Data items:
_ _ _ _ _
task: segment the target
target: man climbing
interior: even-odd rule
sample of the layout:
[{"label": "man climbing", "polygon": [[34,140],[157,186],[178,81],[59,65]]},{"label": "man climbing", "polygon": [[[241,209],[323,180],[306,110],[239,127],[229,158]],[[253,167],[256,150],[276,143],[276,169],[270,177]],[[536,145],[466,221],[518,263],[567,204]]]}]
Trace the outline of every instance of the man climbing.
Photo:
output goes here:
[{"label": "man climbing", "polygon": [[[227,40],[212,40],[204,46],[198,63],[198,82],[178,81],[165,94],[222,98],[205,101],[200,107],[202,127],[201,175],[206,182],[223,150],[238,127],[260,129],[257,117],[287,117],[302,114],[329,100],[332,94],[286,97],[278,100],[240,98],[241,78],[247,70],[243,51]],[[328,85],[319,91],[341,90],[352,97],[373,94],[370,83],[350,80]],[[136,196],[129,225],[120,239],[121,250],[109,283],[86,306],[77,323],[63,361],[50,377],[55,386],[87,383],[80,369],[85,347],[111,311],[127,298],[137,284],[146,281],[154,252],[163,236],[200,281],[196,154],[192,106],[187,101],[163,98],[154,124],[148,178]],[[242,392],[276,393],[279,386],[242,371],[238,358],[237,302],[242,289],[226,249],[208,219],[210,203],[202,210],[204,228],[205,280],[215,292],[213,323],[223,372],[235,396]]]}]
_ _ _ _ _
About this exercise:
Every entry is to be restated exactly, with no line dropped.

Response:
task: segment the target
target: man climbing
interior: even-odd rule
sample of the layout:
[{"label": "man climbing", "polygon": [[34,140],[157,186],[178,81],[59,65]]},{"label": "man climbing", "polygon": [[[241,209],[323,180],[306,110],[239,127],[229,158]],[[253,167],[256,150],[276,143],[276,169],[270,177]],[[536,145],[466,221],[518,263],[567,204]]]}]
Trace the outline of every instance of the man climbing.
Photo:
output goes here:
[{"label": "man climbing", "polygon": [[[227,40],[212,40],[204,46],[198,63],[198,82],[178,81],[165,94],[222,98],[205,101],[200,107],[202,127],[201,175],[206,182],[223,150],[238,127],[260,129],[257,117],[287,117],[302,114],[329,100],[332,94],[286,97],[278,100],[240,98],[241,78],[247,70],[243,51]],[[328,85],[319,91],[341,90],[352,97],[373,94],[370,83],[350,80]],[[136,196],[129,225],[120,239],[121,250],[109,283],[86,306],[77,323],[63,361],[50,377],[55,386],[87,383],[80,369],[85,347],[111,311],[127,298],[137,284],[146,281],[154,252],[163,236],[200,281],[196,154],[192,106],[187,101],[163,98],[154,124],[148,178]],[[242,392],[276,393],[279,386],[242,371],[238,358],[237,302],[242,289],[226,249],[208,219],[210,203],[202,210],[204,228],[205,280],[215,292],[213,323],[223,372],[235,396]]]}]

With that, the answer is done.